* _PROBLEMS TO SOLVE_
(1) Using the passage on Mother Earth Day, decide whether each statement below agrees with it, answering yes or no and quoting the words of the passage that settle it: (a) The UN declared the second International Mother Earth Day on April 22, 2011. (b) The White House statement on that day mentioned Easter. (c) Van Jones is a board member of the Pachamama Alliance.
(2) Locate each line of the records that contains the word "windshield", and copy every one of those lines.

* _GIVEN PASSAGE_
^^^^

You may think me overly sensational. Consider the fact that Bolivia just tabled a treaty at the United Nations, giving "Mother Earth" the same global rights as humans-complete with enforceable laws, by 2014. On April 22, 2011 the UN declared the second International Mother Earth Day, which the White House heralded on Easter weekend in an eight-paragraph statement-while making not one mention of Easter!

The international Pachamama Alliance's mission is to "empower indigenous people of the Amazon rainforest to preserve their lands and culture... [and] to bring forth a sustainable world." Notice the move from the Amazon "rainforests" to "the world." Van Jones, President Obama's 2010 "green jobs czar" is a board member of the Pachamama Alliance, whichclaims a close relationship with the UN Development Program. Clearly, these ideas are circulating in the highest circles of political power. Jones is also a member of the Institute of Noetic Sciences, which merges ecology, politics and "progressive" spirituality. Other members include the UN's Maurice Strong, Deepak Chopra, Michael Lerner, Matthew Fox, Stanislav Grof, Jean Houston, Starhawk, Brian Swimme, Richard Tarnas, Neale Donald Walsch, Marianne Williamson and Barbara Marx Hubbard, names known to those who read my books on spiritual One-ism.

^^^^

* _GIVEN DATA_
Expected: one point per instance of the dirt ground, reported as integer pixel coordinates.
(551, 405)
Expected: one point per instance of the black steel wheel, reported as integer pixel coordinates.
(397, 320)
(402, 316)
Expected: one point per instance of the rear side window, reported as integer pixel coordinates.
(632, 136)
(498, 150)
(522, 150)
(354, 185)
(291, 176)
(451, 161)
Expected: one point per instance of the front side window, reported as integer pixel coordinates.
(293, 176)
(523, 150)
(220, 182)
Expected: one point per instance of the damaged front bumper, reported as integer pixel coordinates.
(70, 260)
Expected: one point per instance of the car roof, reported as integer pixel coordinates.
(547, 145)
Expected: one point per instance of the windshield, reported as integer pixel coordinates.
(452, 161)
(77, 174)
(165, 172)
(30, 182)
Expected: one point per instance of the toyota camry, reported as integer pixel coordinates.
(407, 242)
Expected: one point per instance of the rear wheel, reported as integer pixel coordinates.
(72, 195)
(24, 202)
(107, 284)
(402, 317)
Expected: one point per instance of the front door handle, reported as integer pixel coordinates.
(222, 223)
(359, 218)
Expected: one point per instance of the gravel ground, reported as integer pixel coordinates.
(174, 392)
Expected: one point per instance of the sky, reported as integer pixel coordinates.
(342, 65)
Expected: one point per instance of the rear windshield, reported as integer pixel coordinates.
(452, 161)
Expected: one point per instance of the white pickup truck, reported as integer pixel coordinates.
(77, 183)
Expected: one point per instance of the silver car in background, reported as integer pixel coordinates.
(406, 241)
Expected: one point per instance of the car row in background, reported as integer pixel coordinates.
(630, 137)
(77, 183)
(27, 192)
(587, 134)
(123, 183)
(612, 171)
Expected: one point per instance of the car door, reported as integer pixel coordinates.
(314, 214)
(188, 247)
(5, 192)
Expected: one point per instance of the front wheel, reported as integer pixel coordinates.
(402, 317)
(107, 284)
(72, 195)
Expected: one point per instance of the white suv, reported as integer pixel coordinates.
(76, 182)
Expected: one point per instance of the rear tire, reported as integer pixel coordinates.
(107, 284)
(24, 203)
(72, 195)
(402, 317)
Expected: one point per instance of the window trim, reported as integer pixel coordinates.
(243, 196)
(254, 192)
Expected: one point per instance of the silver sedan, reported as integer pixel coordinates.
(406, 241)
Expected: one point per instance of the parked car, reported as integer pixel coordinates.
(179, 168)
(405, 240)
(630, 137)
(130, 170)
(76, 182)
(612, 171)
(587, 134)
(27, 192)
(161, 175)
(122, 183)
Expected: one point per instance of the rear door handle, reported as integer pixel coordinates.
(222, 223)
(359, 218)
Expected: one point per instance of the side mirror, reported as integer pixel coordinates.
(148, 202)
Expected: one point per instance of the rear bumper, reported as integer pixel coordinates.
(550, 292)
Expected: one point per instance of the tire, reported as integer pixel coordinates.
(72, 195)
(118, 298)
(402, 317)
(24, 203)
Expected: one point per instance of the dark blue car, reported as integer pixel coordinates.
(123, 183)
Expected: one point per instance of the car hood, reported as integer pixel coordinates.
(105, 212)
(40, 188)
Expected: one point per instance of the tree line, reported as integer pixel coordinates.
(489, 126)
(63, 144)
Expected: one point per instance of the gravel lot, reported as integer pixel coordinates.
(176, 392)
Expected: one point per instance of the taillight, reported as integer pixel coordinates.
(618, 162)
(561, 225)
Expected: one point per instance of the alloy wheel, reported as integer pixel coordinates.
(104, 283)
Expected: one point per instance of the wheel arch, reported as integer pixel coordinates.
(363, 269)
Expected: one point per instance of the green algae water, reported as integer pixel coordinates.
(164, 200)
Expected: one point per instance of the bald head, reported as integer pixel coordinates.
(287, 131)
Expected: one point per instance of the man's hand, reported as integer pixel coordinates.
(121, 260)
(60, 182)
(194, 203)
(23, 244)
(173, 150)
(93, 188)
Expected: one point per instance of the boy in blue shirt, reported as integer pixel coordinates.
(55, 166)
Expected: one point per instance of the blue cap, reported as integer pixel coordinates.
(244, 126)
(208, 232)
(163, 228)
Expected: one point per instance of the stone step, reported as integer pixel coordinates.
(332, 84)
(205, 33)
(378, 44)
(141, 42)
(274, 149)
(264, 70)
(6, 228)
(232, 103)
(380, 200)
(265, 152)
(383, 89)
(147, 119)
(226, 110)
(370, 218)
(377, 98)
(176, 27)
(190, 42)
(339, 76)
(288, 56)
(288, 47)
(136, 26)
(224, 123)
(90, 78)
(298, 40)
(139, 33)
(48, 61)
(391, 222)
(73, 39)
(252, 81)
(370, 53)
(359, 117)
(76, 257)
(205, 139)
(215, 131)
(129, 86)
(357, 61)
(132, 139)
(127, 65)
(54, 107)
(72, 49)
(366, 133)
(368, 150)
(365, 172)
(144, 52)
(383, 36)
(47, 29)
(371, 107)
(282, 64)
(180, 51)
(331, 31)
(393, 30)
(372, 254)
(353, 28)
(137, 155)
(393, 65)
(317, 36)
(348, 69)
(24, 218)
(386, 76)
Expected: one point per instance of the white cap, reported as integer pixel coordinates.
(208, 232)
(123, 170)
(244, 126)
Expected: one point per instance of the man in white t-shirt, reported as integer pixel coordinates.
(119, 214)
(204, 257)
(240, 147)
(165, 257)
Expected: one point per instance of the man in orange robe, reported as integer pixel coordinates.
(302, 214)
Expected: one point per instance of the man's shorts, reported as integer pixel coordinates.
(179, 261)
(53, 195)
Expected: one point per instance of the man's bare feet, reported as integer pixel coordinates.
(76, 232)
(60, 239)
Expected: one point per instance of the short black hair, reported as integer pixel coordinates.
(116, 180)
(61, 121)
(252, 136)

^^^^

* _ANSWERS GIVEN_
(1)
(a) Yes: "On April 22, 2011 the UN declared the second International Mother Earth Day"
(b) No: "while making not one mention of Easter!"
(c) Yes: "Van Jones, President Obama's 2010 "green jobs czar" is a board member of the Pachamama Alliance"

(2)
Expected: one point per instance of the windshield, reported as integer pixel coordinates.
Expected: one point per instance of the rear windshield, reported as integer pixel coordinates.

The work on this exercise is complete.